Battle of Crimea : Crossing The Isthmus Of Perekop. This is a re-enactment of the battle by a historic group. To watch the full video of the battle, click on the link within the text.

Battle of Crimea : Crossing The Isthmus Of Perekop. This is a re-enactment of the battle by a historic group. To watch the full video of the battle, click on the link within the text.

By: Phil Kohn. Dedicated to the memory of his father, GM3 Walter Kohn, U.S. Navy Armed Guard, USNR, and all men and women who have answered the country’s call in time of need. Phil can be contacted at ww2remembered@yahoo.com.

On October 24, 1941, Kharkiv, Ukraine, an industrial and mining center, falls to German Army Group South.

The British battleship HMS Prince of Wales sets sail from England for the Far East on October 25. It is to become the flagship of the Royal Navy’s Far East Fleet, to be commanded by Vice Adm. Sir Tom Phillips. In Minsk, Belorussia, the Germans conduct the first public hangings of captured partisans.

In the Crimea, German forces on October 26 break through the Isthmus of Perekop, a three- to four-mile-wide strip of land that links the Crimean Peninsula with the Ukrainian mainland. To watch a brief re-enactment of the battle, click on this link. In the U.S., automakers are told by the government that, effective December 15, scarce materials — such as chrome, nickel and aluminum — may no longer be used for decorative purposes on the vehicles they manufacture.

________________

Problem to solve:
Can you reproduce the part of the October 1941 war chronicle between "By: Phil Kohn." and "contacted at ww2remembered@yahoo.com.", inclusive, word for word? The material isn't needed for anything here.

Data:
________________

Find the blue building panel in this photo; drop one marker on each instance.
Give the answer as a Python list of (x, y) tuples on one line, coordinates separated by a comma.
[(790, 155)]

________________

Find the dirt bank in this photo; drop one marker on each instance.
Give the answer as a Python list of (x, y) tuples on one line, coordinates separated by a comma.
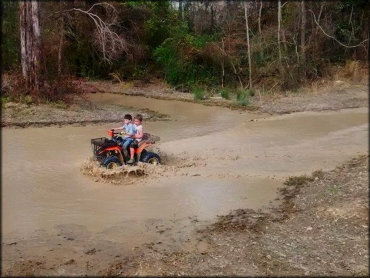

________________

Answer:
By: Phil Kohn. Dedicated to the memory of his father, GM3 Walter Kohn, U.S. Navy Armed Guard, USNR, and all men and women who have answered the country’s call in time of need. Phil can be contacted at ww2remembered@yahoo.com.